— Exercise details —
Look for "exact" in the records and copy every line that has it.

##############################

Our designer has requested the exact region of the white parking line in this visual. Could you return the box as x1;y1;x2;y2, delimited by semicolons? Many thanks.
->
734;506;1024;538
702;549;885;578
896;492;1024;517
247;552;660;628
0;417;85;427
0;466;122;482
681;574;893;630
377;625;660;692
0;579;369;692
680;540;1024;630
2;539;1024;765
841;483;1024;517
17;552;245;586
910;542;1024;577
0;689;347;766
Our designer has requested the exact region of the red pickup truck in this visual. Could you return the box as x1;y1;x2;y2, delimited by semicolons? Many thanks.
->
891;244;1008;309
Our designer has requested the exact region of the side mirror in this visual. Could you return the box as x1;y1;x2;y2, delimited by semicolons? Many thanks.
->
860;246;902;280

##############################

— Written reply —
Our designer has requested the exact region of the white parking line in this visual. Could you return the box as x1;y1;x2;y2, delimited by semicolons? Many thanks.
Our designer has requested the exact region of the red pickup truck in this visual. Could you return the box as x1;y1;x2;y2, delimited by semicolons? Many thanks.
Our designer has requested the exact region of the side mirror in this visual. Could you return the box as x1;y1;x2;y2, delimited by semicolons? Many thanks.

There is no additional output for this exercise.